To be done → Find each line in the data entries below that contains the word "hand" and copy it out. Case counts.

[Extracted data entries]
☆ ☆ ☆ ☆ ☆ ☆ ☆

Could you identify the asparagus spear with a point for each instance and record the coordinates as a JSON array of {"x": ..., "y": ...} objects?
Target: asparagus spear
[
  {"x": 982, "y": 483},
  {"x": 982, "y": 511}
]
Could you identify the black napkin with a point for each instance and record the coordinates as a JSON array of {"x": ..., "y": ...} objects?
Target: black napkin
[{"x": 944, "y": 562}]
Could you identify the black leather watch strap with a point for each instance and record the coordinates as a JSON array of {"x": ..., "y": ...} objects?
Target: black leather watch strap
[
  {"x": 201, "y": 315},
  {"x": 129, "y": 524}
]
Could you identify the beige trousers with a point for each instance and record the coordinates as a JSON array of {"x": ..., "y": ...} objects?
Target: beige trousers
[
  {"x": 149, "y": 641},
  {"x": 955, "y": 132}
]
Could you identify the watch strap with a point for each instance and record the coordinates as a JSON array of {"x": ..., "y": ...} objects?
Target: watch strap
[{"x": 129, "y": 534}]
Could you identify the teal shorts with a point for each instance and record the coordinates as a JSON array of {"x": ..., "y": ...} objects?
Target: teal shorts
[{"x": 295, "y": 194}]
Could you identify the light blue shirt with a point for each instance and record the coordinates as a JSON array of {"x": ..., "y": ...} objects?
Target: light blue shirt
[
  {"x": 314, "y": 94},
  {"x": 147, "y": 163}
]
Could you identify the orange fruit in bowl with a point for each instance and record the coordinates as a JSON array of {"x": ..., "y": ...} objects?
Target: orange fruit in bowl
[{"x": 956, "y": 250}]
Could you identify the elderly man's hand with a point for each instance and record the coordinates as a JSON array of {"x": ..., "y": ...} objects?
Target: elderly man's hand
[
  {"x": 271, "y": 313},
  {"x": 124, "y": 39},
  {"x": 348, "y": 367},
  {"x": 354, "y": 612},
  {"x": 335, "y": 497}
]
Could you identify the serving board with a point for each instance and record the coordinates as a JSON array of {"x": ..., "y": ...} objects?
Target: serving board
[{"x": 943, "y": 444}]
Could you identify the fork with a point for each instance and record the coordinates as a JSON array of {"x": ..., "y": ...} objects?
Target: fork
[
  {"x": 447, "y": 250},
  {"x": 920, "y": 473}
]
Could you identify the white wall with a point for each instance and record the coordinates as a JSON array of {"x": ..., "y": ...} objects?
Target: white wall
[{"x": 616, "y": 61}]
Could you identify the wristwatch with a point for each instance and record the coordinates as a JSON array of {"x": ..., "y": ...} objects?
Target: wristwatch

☆ ☆ ☆ ☆ ☆ ☆ ☆

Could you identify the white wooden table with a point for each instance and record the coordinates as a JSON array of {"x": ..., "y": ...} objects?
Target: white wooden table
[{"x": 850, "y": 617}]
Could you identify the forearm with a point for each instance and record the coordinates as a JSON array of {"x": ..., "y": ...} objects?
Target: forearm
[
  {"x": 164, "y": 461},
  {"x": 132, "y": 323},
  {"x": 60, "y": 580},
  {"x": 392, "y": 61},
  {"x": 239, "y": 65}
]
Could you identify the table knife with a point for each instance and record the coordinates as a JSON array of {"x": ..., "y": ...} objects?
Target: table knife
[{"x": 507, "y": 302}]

☆ ☆ ☆ ☆ ☆ ☆ ☆

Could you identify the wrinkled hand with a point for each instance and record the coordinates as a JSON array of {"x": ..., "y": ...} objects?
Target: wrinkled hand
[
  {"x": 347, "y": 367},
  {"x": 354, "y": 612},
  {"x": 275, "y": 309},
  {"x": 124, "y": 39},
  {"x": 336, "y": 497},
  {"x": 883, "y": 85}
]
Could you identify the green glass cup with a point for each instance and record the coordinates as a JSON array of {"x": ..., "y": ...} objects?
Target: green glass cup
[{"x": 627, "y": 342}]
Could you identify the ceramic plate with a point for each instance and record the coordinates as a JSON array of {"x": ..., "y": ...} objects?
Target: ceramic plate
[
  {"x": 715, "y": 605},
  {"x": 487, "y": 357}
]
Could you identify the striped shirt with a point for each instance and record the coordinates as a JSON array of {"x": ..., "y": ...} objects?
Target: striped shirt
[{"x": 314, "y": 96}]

☆ ☆ ☆ ☆ ☆ ☆ ☆

Reply →
Could you identify the elderly man's hand with a point for each instance and record the coordinates as a JSON array of {"x": ..., "y": ...} objects?
Target: elderly man's hand
Could you identify the wrinkled hand with a point for each instance and record the coordinates as a JSON array of {"x": ..., "y": ...} objects?
Target: wrinkled hand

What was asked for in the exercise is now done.